Scott was taken into care when he was six months old, along with his brother who was three at the time. After a failed adoption, Scott went on to have a rollercoaster journey involving 36 placement moves – two of which were in residential care.

During this time, Scott’s traumas were compounded as he suffered many letdowns, a split from his brother at the age of seven, and abuse from foster carers. After spending the entirety of his younger years growing up in the care system, Scott officially stopped receiving services at 21.

“I left the care system as quite an angry young person,” says Scott. “I had some very strong views, which I don’t have now, but I think it’s important to reflect on that. I hated social services, I hated foster carers, I hated anything associated with that system. I was angry, I was bitter, I was frustrated. I felt a whole load of negative emotions and I wasn’t happy.”

Now 31 years old, Scott has since dedicated his life to educating foster carers and social care professionals about the importance of stable placements and the deep traumas that result from multiple moves.

“That anger was translated to a passion that drove me to basically tell my own local authority what’s what. In the beginning, it was about me and I got mad because [I thought] ‘you’ve ruined my life. What are you going to do?’ Through that, I got involved in the children in care councils and various different things.”

(Boundary labeling records)

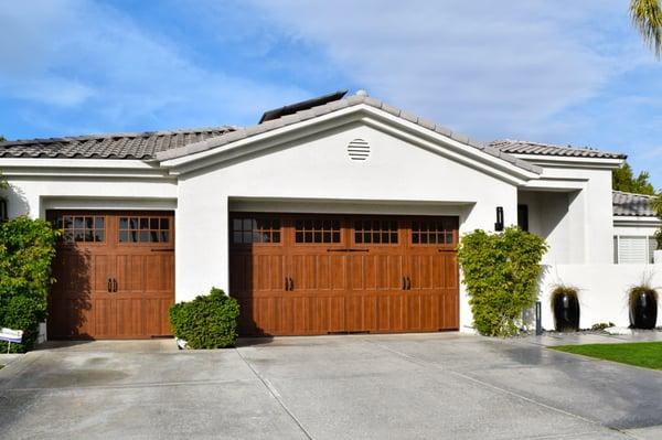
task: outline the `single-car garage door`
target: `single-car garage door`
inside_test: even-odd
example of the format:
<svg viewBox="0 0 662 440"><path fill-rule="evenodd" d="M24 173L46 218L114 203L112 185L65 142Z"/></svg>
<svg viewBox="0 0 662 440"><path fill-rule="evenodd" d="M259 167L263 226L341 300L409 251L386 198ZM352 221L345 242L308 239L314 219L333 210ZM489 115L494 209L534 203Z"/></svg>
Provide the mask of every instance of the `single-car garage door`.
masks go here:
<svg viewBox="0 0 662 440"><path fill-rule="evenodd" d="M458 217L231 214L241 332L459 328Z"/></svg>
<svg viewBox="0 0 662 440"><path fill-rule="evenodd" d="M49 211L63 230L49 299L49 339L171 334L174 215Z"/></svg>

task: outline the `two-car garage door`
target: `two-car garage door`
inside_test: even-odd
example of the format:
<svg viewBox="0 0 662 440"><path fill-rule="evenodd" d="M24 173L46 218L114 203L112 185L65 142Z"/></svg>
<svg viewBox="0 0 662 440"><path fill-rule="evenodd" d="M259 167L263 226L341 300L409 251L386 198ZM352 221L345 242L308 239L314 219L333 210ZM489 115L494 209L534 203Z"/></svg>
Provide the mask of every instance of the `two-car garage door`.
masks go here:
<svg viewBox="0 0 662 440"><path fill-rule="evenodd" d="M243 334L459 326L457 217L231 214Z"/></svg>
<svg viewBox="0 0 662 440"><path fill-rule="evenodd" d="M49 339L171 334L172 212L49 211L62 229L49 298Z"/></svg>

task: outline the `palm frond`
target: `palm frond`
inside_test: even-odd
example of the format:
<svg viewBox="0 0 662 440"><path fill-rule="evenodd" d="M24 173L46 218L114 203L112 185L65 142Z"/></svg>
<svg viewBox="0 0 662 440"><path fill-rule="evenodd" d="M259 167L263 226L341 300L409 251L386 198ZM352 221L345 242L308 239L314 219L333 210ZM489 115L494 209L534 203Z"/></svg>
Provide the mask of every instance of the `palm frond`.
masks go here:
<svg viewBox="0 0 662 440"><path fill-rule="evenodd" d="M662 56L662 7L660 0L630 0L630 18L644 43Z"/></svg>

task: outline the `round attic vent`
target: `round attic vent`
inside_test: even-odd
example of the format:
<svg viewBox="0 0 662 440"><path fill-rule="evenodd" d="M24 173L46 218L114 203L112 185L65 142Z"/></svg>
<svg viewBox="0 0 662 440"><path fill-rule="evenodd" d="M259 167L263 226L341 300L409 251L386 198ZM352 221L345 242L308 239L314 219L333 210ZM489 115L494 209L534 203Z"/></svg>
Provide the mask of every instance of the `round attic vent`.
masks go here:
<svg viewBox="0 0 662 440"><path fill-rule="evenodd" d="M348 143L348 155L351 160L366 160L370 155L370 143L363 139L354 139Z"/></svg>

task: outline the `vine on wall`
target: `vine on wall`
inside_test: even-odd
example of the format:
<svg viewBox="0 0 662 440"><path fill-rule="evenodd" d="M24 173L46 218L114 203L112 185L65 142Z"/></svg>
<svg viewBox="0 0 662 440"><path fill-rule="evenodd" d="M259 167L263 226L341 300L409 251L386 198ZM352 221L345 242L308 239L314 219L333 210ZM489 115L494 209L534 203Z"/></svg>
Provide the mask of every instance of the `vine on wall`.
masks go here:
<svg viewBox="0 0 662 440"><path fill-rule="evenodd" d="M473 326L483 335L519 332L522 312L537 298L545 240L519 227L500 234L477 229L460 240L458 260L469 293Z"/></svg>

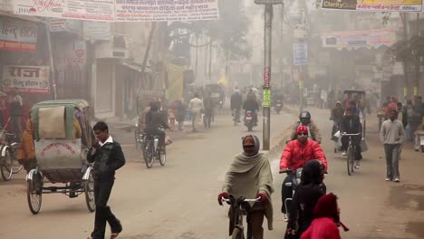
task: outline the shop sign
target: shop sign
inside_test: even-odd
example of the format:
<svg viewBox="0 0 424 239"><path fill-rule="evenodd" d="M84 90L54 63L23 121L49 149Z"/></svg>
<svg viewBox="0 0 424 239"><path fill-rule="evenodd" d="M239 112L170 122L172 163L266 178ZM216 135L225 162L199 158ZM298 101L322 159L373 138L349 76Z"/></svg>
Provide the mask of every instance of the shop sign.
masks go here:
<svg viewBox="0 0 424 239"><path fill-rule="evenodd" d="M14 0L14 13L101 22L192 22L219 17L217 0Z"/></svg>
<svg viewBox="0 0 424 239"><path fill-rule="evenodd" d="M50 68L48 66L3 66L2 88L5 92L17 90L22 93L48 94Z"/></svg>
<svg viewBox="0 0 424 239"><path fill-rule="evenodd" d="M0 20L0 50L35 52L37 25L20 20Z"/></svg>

--

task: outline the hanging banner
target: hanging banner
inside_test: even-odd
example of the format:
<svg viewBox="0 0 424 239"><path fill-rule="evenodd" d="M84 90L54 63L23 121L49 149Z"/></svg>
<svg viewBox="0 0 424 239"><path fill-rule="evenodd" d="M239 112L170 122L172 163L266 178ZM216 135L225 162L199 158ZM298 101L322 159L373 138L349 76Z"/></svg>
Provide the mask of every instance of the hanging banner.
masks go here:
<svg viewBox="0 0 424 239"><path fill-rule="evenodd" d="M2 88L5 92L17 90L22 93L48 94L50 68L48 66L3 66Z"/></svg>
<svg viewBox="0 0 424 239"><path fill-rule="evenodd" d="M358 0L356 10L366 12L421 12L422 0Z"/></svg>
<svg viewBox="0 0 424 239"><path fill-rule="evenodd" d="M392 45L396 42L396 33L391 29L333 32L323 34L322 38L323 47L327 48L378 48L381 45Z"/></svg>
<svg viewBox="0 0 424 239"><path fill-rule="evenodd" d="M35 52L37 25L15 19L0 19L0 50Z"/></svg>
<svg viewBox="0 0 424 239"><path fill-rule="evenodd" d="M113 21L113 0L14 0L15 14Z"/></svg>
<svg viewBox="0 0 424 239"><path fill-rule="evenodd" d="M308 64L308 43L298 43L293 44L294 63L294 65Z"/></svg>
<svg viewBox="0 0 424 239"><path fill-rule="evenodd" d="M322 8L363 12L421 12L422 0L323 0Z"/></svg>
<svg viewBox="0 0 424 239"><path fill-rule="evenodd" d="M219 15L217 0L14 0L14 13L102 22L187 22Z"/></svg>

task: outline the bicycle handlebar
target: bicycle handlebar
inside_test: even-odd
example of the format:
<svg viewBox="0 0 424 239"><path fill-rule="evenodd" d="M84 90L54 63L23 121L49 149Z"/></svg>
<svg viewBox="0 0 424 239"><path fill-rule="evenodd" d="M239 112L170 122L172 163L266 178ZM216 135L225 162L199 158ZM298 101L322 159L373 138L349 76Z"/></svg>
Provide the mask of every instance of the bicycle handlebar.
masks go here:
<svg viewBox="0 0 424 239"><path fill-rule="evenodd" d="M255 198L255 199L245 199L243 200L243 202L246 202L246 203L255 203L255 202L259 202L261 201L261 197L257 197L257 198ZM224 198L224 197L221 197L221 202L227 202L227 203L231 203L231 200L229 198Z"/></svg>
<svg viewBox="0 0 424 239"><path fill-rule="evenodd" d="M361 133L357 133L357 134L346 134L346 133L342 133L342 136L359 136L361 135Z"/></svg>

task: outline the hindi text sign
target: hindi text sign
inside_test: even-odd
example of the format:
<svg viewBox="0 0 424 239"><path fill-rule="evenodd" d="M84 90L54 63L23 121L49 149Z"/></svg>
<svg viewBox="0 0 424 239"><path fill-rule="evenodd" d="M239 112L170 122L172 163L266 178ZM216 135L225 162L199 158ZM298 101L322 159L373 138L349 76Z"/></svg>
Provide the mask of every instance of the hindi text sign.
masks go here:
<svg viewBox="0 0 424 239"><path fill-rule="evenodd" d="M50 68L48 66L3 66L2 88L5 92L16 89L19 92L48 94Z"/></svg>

**Tasks:**
[A] According to the account of Scott's years in care, how many placement moves did Scott go through?
[B] Reproduce verbatim the stretch of the account of Scott's years in care that opens with "Now 31 years" and closes with "from multiple moves.".

**Responses to the exercise:**
[A] Scott went through 36 placement moves, two of them in residential care.

[B]
Now 31 years old, Scott has since dedicated his life to educating foster carers and social care professionals about the importance of stable placements and the deep traumas that result from multiple moves.